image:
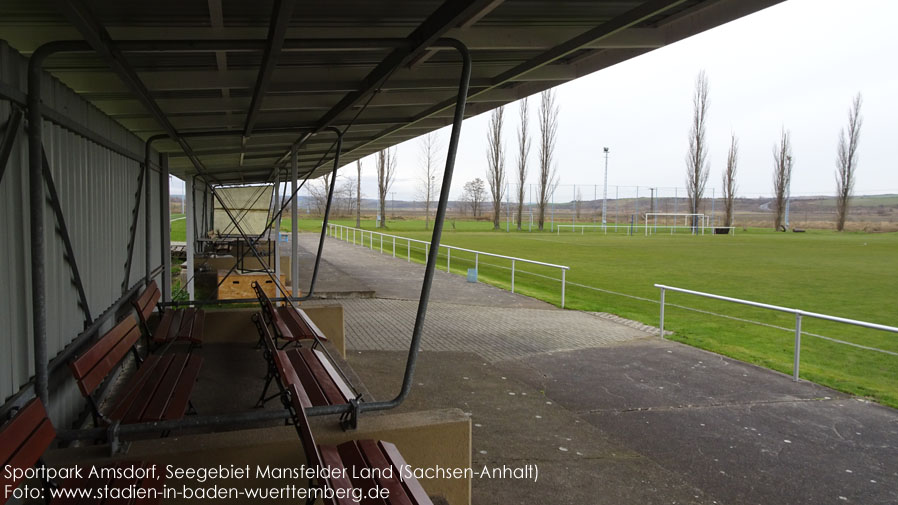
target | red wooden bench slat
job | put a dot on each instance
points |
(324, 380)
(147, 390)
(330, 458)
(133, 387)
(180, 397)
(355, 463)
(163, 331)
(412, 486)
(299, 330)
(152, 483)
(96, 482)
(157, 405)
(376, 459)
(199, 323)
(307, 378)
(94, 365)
----
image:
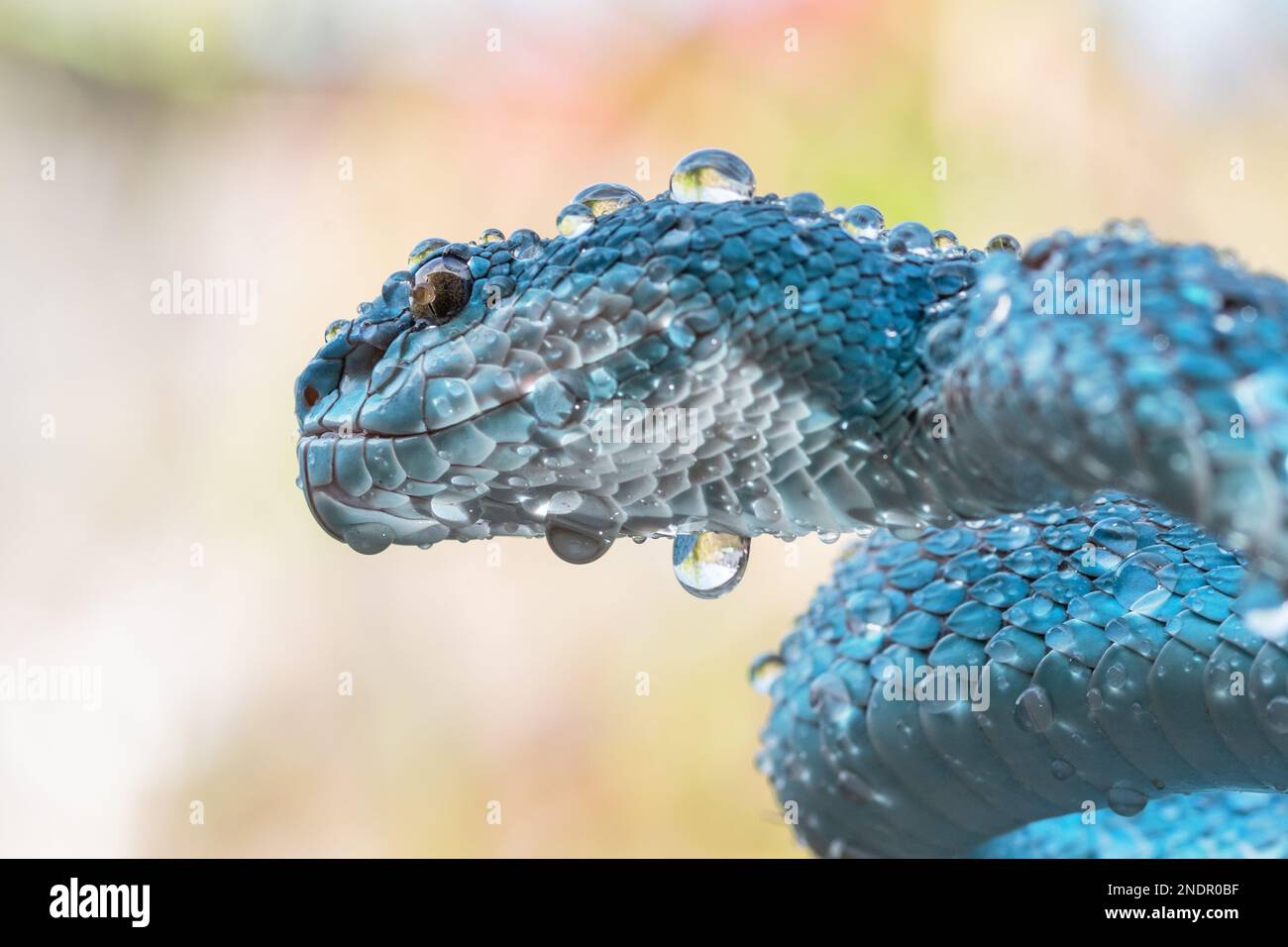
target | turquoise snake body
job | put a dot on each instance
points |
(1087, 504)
----
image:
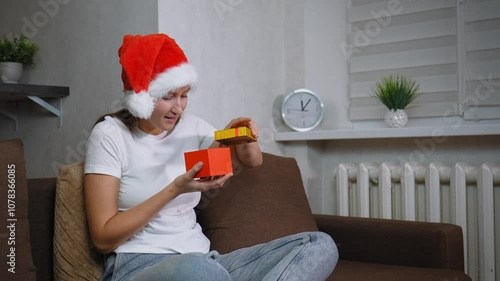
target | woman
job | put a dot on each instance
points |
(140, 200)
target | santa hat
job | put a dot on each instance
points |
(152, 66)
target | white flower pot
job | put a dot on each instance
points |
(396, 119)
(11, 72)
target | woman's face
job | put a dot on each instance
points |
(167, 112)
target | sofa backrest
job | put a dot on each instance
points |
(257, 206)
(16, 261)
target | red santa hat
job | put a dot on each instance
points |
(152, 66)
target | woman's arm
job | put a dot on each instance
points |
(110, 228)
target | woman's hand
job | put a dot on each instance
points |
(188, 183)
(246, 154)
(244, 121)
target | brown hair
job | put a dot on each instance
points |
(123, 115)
----
#### Work instructions
All lines in the records above with "woman" need to be found and copied.

#### Result for this exercise
target | woman
target | woman's face
target | woman's arm
target | woman's hand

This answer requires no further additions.